__Directive 1__
From the nearby attractions page, please list every state park named among the attractions to visit when using Dead Horse Ranch as a base.
__Directive 2__
Carry on the nearby attractions page from its final sentence.

Nearby Attractions

Dead Horse Ranch State Park

Dead Horse Ranch State Park

Dead Horse Ranch State Park is located adjacent to and across the Verde River from the community of Cottonwood. It is centrally located near several major population centers such as Flagstaff, Phoenix, and Prescott. When using Dead Horse Ranch as a base, one has a variety of attractions to visit, including: Jerome State Historic Park, Fort Verde State Historic Park, Red Rock State Park, Slide Rock State Park, Tuzigoot National Monument, Montezuma Castle and Well National Monuments, Oak Creek Canyon, Prescott National Forest, Coconino National Forest, and the popular towns of Sedona and Jerome.
 
Fort Verde Entrance Sign

Fort Verde State Historic Park

The site that is now Fort Verde State Historic Park was occupied by U.S. Army troops in the summer of 1870. Construction of the Fort began in 1871 and was completed by 1873. The Fort was an active primary military base during the Central Arizona Indian Wars. The installation was abandoned in April 1891 and the site was divided into small parcels and sold at auction.

The establishment of Fort Verde State Historic Park was the result of the dedication of Camp Verde citizens who recognized the importance of protecting our State’s heritage. The Camp Verde Improvement Association’s (CVIA) initial efforts were strongly supported by Harold and Margaret Hallett. The CVIA worked from the mid 1950’s until 1961 to save the remaining components of the Fort from destruction.

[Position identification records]
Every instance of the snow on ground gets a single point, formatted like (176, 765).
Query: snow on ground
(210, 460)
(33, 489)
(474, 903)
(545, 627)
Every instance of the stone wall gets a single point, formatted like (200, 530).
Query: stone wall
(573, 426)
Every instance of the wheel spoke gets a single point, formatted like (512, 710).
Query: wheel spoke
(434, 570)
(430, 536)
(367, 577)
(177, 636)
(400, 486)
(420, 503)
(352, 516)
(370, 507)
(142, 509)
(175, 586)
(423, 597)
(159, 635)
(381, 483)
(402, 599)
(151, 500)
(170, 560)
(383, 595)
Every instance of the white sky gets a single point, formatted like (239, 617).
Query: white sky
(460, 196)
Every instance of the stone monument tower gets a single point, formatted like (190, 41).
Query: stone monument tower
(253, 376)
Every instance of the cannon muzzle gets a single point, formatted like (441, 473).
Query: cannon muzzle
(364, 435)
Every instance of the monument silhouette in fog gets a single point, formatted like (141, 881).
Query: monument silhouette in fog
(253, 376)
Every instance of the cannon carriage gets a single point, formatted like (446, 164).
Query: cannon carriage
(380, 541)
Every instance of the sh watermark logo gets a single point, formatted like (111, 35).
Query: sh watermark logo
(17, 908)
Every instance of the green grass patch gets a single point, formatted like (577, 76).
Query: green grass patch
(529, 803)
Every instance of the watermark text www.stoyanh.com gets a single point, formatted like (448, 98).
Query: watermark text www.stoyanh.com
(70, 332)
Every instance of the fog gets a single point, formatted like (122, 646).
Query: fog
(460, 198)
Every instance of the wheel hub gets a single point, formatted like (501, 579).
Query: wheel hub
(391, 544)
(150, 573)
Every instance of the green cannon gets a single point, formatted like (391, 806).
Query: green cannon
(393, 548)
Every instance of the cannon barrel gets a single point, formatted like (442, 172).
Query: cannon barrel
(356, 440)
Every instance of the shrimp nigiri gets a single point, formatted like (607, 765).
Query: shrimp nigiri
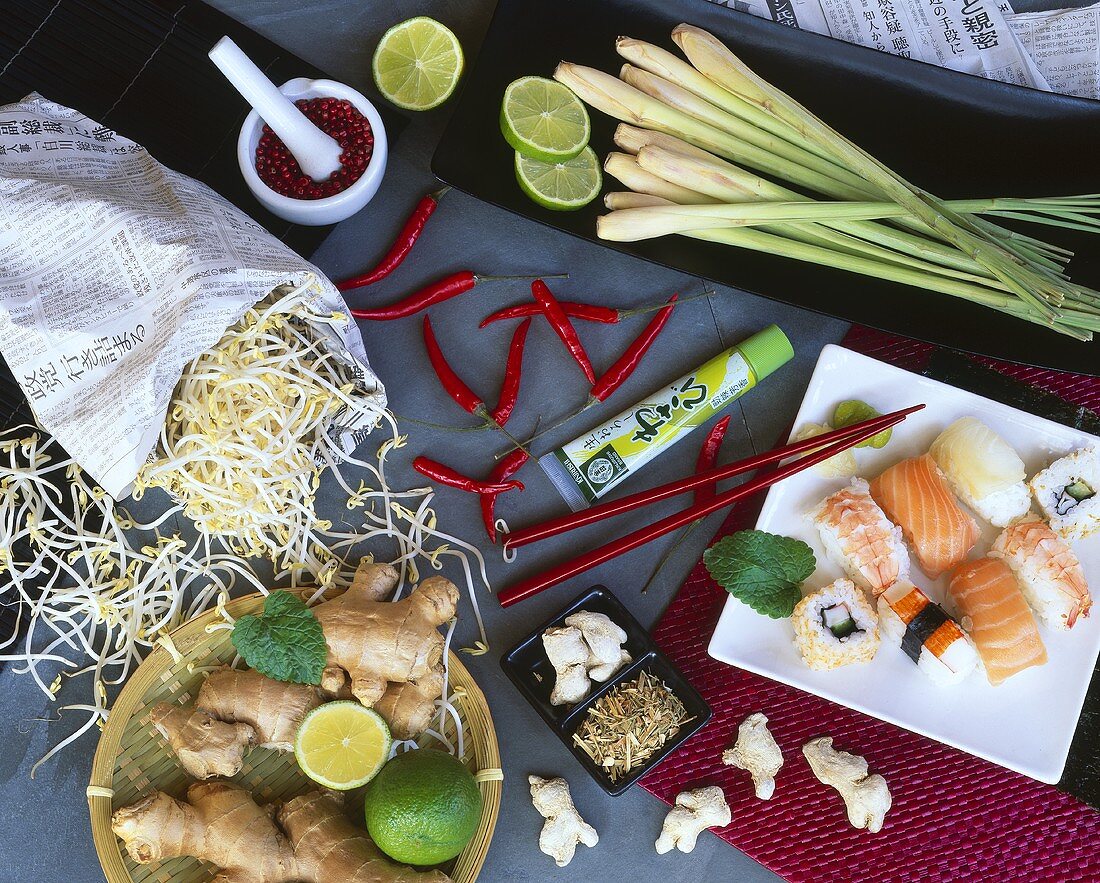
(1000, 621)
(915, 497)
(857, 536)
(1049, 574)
---
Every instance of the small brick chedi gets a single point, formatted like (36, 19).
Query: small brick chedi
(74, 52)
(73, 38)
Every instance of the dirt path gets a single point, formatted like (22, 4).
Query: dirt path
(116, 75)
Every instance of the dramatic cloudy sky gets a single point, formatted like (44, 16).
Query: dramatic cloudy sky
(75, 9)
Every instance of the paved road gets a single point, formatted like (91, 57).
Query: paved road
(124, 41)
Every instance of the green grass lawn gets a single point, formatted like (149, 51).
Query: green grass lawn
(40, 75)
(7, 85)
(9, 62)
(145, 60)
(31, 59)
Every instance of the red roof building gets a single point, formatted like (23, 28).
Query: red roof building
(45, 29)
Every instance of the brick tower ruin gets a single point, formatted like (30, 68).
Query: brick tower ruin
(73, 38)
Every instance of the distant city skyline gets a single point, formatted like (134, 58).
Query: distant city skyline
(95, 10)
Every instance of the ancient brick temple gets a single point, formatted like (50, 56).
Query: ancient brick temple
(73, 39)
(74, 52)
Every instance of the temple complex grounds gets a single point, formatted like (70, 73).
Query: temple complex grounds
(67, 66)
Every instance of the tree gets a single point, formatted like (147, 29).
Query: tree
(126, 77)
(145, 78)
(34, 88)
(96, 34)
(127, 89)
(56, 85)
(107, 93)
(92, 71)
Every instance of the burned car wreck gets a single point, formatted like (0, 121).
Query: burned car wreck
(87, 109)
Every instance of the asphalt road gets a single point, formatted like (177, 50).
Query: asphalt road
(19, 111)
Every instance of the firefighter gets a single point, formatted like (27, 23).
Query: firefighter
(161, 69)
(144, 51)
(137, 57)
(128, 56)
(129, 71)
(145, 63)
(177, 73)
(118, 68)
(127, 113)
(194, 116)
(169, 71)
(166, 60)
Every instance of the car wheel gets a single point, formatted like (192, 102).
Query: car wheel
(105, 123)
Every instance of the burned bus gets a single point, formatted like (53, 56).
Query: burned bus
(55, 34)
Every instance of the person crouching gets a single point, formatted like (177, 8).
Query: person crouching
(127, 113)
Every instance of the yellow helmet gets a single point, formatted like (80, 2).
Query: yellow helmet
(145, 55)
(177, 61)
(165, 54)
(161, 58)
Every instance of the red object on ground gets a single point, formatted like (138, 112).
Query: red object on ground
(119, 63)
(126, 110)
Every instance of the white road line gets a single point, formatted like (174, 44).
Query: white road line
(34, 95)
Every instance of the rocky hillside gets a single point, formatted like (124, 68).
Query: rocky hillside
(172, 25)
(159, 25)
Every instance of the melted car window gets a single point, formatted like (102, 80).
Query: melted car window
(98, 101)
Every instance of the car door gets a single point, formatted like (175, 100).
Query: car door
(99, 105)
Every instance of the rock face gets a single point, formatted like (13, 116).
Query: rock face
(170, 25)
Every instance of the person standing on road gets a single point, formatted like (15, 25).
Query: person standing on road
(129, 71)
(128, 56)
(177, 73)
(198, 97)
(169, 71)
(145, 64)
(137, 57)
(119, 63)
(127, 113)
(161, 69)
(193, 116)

__Task output 1__
Jerome State Historic Park, Fort Verde State Historic Park, Red Rock State Park, Slide Rock State Park

__Task output 2__
Honanki Heritage Site

Honanki and its sister site, Palatki, were the largest cliff dwellings of the Red Rock country between AD 1150 - 1350. The Sinagua, ancestors of the Hopi, lived here preparing meals, raising their families, and making tools from stone, leather, and wood. Nearby they hunted for deer and rabbit, tended various crops, and gathered edible wild plants. They were first described by Dr. Jesse Walter Fewkes, famous turn-of-the century archaeologist from the Smithsonian Institution, who gave them the Hopi names of Honanki (Badger House) and Palatki (Red House). The Hopi, however, have no specific names for these sites.
 
Montezuma Well
Montezuma Well

NPS Photo
Paul Santellan

Montezuma Well

The land around Montezuma Well has been home to many prehistoric groups of people since as early as 11,000 CE. The first historical groups came to the Verde Valley after Arizona became a territory in 1863. Today, visitors can still see the irrigation canal, picnic areas, and historic Back ranch house at Montezuma Well. Take your time as you explore the trails at Montezuma Well and discover the tranquility of a site still considered sacred by many local tribes. The shaded forest along the trail near the swallet ruin and the outlet provides welcome relief from the unrelenting Arizona sunshine. The temperature difference at the outlet can be up to 20 degrees cooler than along the rim of the Well, making it easy to imagine the people of the Sinagua culture spending the hot summer days in this tranquil setting.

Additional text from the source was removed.